━━━━━ THE DATA
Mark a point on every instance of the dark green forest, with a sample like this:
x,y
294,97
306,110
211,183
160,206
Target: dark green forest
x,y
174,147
━━━━━━━━━━
Reproduce every line of the records above without any alteration.

Mark a point on every instance of the dark green forest, with a sample like this:
x,y
294,97
306,110
211,183
160,206
Target: dark green forest
x,y
174,147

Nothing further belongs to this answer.